- Отрывок для чтения -
Однажды утром читатели лондонской "Дейли Ньюс" протерли глаза, прочитав: "Девушка-полтергейст - разоблачена в Мюнхене". Далее в сообщении говорилось, что Элеонора Цугон, недавно посетившая Национальную лабораторию в Лондоне, была "разоблачена мюнхенским врачом и фокусником, действовавшими в сотрудничестве". Сообщение, которое является переводом с берлинского "Тагеблатт", продолжает:

"Доктор Ганс Розенбуш и фокусник герр Отто Диль, немецкий маскелайн-любитель, обладающий необычной наблюдательностью, опубликовали документ, без тени сомнения доказывающий, что польская графиня Зоя Василько, в компании которой путешествовала девушка, была главным агентом обмана. Пара находилась в Мюнхене, где снимался фильм о странных отметинах Элеоноры, и оператор добавляет в качестве доказательства, что в паузах графиня, делая вид, что приглаживает волосы девушки, искусно почесывала ей щеку или шею.

- Условие задания -
Ответьте на вопросы по отрывку.
1. В какой газете читатели увидели заголовок о разоблачении девушки-полтергейста?
2. С какой газеты переведено это сообщение?
3. Кого документ врача и фокусника называет главным агентом обмана?
Пожалуйста, отвечайте только по отрывку.

- Представленные данные -
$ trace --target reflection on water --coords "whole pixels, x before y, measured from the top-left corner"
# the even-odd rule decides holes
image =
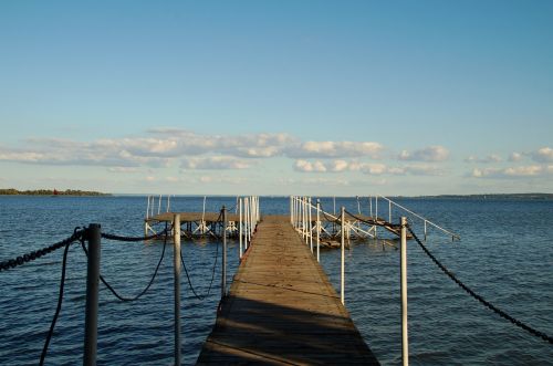
[[[553,202],[399,201],[462,237],[460,242],[429,232],[428,248],[484,299],[547,334],[553,334]],[[234,197],[208,198],[207,210],[232,207]],[[355,199],[336,199],[357,210]],[[202,197],[176,198],[178,211],[201,210]],[[264,213],[288,213],[289,198],[262,198]],[[323,206],[333,207],[332,199]],[[359,205],[368,211],[368,201]],[[0,197],[0,260],[50,245],[75,227],[102,223],[104,232],[139,236],[143,197]],[[387,208],[386,208],[387,209]],[[393,212],[397,220],[399,212]],[[384,212],[382,215],[388,215]],[[415,222],[416,223],[416,222]],[[420,230],[420,226],[416,227]],[[420,231],[418,231],[420,232]],[[346,307],[385,365],[399,364],[399,251],[397,239],[352,241],[346,251]],[[142,291],[157,265],[163,242],[103,241],[102,274],[125,296]],[[209,287],[217,243],[182,242],[182,255],[198,294]],[[221,249],[218,253],[220,255]],[[86,260],[70,250],[63,310],[46,362],[82,362]],[[229,273],[238,264],[238,243],[229,242]],[[0,364],[36,364],[59,290],[62,251],[0,273]],[[340,251],[322,250],[322,265],[338,289]],[[231,279],[231,275],[228,275]],[[194,364],[209,334],[220,295],[220,258],[209,297],[199,301],[182,276],[182,355]],[[408,244],[409,341],[414,365],[552,364],[545,342],[514,327],[469,297],[426,257]],[[101,286],[98,364],[159,365],[173,362],[173,248],[158,278],[135,303],[122,303]]]

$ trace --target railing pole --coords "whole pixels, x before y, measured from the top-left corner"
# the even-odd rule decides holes
[[[101,257],[101,227],[91,223],[86,230],[88,240],[88,264],[86,268],[86,307],[84,321],[83,365],[96,365],[98,330],[98,285]]]
[[[311,197],[309,198],[309,208],[310,208],[310,215],[309,215],[309,229],[310,229],[310,247],[311,247],[311,253],[313,254],[313,220],[311,216]]]
[[[375,220],[378,221],[378,195],[375,196]],[[375,226],[375,239],[377,236],[378,226]]]
[[[342,224],[341,224],[341,230],[342,230],[342,258],[341,258],[341,266],[340,266],[340,300],[342,300],[342,304],[345,304],[345,241],[344,241],[344,233],[345,233],[345,212],[344,212],[344,207],[342,206]]]
[[[242,198],[238,199],[238,241],[240,242],[240,259],[243,254],[243,243],[242,243]]]
[[[371,217],[373,217],[373,196],[368,196],[368,209],[371,211]]]
[[[221,299],[227,294],[227,209],[222,207],[222,273]]]
[[[250,239],[250,215],[248,213],[249,206],[248,197],[243,198],[243,221],[244,221],[244,250],[248,250],[249,239]]]
[[[294,224],[294,210],[292,208],[293,198],[290,196],[290,223]]]
[[[388,222],[392,223],[392,201],[388,201]]]
[[[407,334],[407,218],[401,217],[401,359],[409,365],[409,337]]]
[[[321,201],[316,199],[316,261],[321,262]]]
[[[149,211],[150,217],[154,216],[154,206],[155,205],[156,205],[156,198],[154,196],[152,196],[152,206],[150,206],[150,211]]]
[[[425,241],[426,241],[426,220],[425,220]]]
[[[175,365],[180,365],[180,215],[173,218],[173,266],[175,270]]]

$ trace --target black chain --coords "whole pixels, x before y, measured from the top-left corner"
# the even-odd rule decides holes
[[[74,241],[77,241],[83,237],[84,230],[77,230],[79,228],[75,228],[73,234],[69,237],[67,239],[64,239],[62,241],[56,242],[55,244],[52,244],[50,247],[45,247],[39,250],[33,250],[30,253],[19,255],[14,259],[10,259],[7,261],[0,262],[0,272],[1,271],[8,271],[10,269],[14,269],[15,266],[22,265],[24,263],[32,262],[41,257],[44,257],[58,249],[61,249],[67,244],[73,243]]]
[[[552,337],[547,336],[543,332],[540,332],[540,331],[536,331],[536,330],[530,327],[529,325],[526,325],[526,324],[522,323],[521,321],[519,321],[519,320],[512,317],[511,315],[507,314],[505,312],[503,312],[502,310],[498,309],[497,306],[494,306],[490,302],[486,301],[482,296],[480,296],[479,294],[477,294],[474,291],[472,291],[465,283],[462,283],[459,279],[457,279],[453,273],[451,273],[444,264],[441,264],[436,259],[436,257],[432,255],[432,253],[430,253],[430,251],[425,247],[425,244],[422,244],[422,242],[417,238],[417,236],[415,234],[415,232],[413,232],[413,229],[410,227],[407,227],[407,229],[413,234],[413,238],[417,241],[417,243],[420,245],[420,248],[422,248],[422,250],[425,251],[425,253],[432,260],[432,262],[436,263],[436,265],[438,265],[444,273],[446,273],[451,280],[453,280],[455,283],[457,283],[469,295],[471,295],[472,297],[474,297],[476,300],[478,300],[486,307],[490,309],[491,311],[493,311],[494,313],[497,313],[501,317],[503,317],[503,318],[508,320],[509,322],[513,323],[514,325],[523,328],[524,331],[528,331],[532,335],[535,335],[535,336],[542,338],[545,342],[549,342],[549,343],[553,344],[553,338]]]
[[[205,295],[198,295],[198,293],[196,292],[196,289],[192,285],[192,282],[190,280],[190,275],[188,275],[188,270],[187,270],[186,264],[185,264],[185,259],[182,258],[182,251],[180,251],[180,261],[182,262],[182,268],[185,269],[185,274],[186,274],[186,278],[188,280],[188,285],[190,286],[190,290],[192,291],[196,299],[198,299],[199,301],[204,301],[204,299],[208,297],[209,293],[211,292],[211,286],[213,285],[213,280],[215,280],[215,270],[217,269],[218,257],[219,257],[219,242],[217,242],[217,247],[216,247],[213,269],[211,271],[211,281],[209,282],[208,291]]]
[[[378,217],[376,219],[372,219],[372,220],[365,220],[347,210],[344,210],[345,213],[347,213],[349,217],[354,218],[355,220],[358,220],[361,222],[364,222],[364,223],[367,223],[367,224],[374,224],[374,226],[377,226],[377,227],[386,227],[386,228],[390,228],[390,229],[401,229],[401,226],[398,224],[398,223],[392,223],[392,222],[386,222],[386,220],[380,220],[378,221]]]
[[[165,233],[165,237],[164,237],[164,249],[161,251],[161,257],[159,258],[159,261],[157,262],[157,266],[156,266],[156,270],[154,271],[154,274],[152,275],[152,279],[149,280],[148,284],[146,285],[146,287],[140,291],[139,294],[137,294],[136,296],[133,296],[133,297],[126,297],[126,296],[123,296],[121,294],[117,293],[117,291],[115,291],[115,289],[104,279],[104,276],[102,274],[100,274],[100,280],[102,281],[102,283],[107,287],[107,290],[109,290],[109,292],[112,292],[112,294],[117,297],[118,300],[123,301],[123,302],[132,302],[132,301],[136,301],[138,299],[140,299],[148,290],[149,287],[152,286],[152,284],[154,283],[154,281],[156,280],[156,276],[157,276],[157,272],[159,271],[159,266],[161,265],[161,262],[164,260],[164,257],[165,257],[165,249],[167,248],[167,233],[170,231],[170,229],[165,229],[163,232],[156,234],[156,237],[159,237],[161,236],[163,233]],[[109,236],[109,237],[115,237],[115,236]],[[118,237],[118,238],[123,238],[123,237]],[[137,240],[134,240],[134,238],[131,238],[133,239],[132,241],[137,241]],[[144,240],[144,238],[143,238]],[[85,252],[86,257],[88,255],[88,251],[86,250],[85,245],[84,245],[84,241],[81,241],[81,247],[83,248],[83,251]]]
[[[108,240],[115,240],[115,241],[136,242],[136,241],[144,241],[144,240],[152,240],[152,239],[160,238],[168,232],[167,230],[168,229],[165,229],[164,231],[158,232],[158,233],[153,234],[153,236],[149,236],[149,237],[124,237],[124,236],[116,236],[113,233],[102,232],[102,238],[108,239]]]

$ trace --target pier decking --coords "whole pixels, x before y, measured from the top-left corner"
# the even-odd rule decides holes
[[[198,357],[248,363],[378,365],[290,217],[259,223]]]

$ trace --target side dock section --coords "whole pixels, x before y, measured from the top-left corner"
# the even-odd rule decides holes
[[[290,217],[259,223],[198,357],[248,363],[379,365]]]

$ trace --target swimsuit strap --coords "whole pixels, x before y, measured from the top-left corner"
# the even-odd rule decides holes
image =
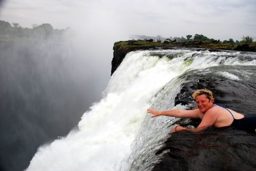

- Ожидаемый ответ -
1. В лондонской «Дейли Ньюс».
2. С берлинской «Тагеблатт».
3. Польскую графиню Зою Василько.